Exercise brief - Give back every record exactly, with its pictures left out.

◇ ◇ ◇ ◇ ◇

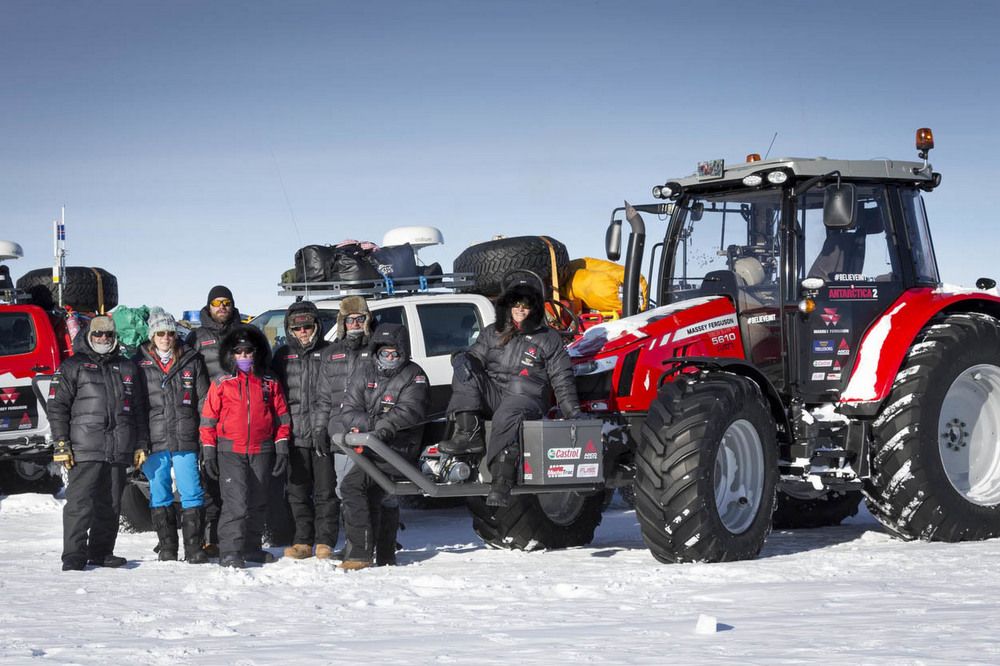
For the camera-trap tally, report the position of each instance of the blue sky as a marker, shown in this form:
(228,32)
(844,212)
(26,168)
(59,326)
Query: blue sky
(202,143)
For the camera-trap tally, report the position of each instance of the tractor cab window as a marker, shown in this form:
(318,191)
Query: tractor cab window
(728,244)
(918,236)
(859,254)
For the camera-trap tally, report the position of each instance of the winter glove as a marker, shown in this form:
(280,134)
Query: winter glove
(321,441)
(280,465)
(211,462)
(62,454)
(280,458)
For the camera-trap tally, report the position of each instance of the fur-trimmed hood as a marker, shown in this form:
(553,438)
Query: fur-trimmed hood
(354,305)
(245,333)
(515,293)
(296,310)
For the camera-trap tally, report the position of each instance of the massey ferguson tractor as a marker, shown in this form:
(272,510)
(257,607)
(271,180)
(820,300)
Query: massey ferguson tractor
(801,350)
(798,350)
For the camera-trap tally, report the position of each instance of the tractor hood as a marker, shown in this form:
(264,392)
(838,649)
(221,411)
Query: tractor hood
(619,333)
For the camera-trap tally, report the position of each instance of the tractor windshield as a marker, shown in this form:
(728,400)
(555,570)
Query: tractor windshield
(725,243)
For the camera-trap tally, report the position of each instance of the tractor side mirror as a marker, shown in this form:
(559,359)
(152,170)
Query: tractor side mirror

◇ ◇ ◇ ◇ ◇

Output for this task -
For the camera-trap tally, report the position of each instance of the blue sky as a marker, shown in this form:
(228,32)
(844,212)
(26,168)
(59,326)
Query: blue sky
(202,143)
For the camera-trap tally, report the position of each instance of the tractor cab window as a marker, shown in this form:
(318,191)
Query: tractor cab window
(728,244)
(918,236)
(859,254)
For the camera-trap tally, report the position of each instance of the winter glove as a marker, shown in this form:
(280,134)
Query: winter glove
(321,441)
(280,465)
(211,462)
(62,454)
(280,458)
For the camera-trap tally, report the position of each instance of the fur-trimmed hood as a marker, shown in this form:
(553,438)
Query: fur-trimmed hood
(354,305)
(245,333)
(515,293)
(296,310)
For the camera-trap tally, report the position of each instance of the massey ferguson tractor as a marker, shown in this form:
(272,510)
(257,607)
(271,180)
(820,300)
Query: massey ferguson tractor
(801,350)
(798,350)
For the camera-trap tally, report the position of each instance of the tractor hood as a marker, shown in this form:
(264,392)
(838,649)
(221,411)
Query: tractor hood
(619,333)
For the camera-trap tally, report the position of each instance of the tractor windshield as a marker, shown in this form:
(728,400)
(555,570)
Query: tractor windshield
(725,243)
For the camera-trap tally, report the position of each instance of the tractor side mirror as a marker, shown in this form:
(559,359)
(152,170)
Query: tractor side mirror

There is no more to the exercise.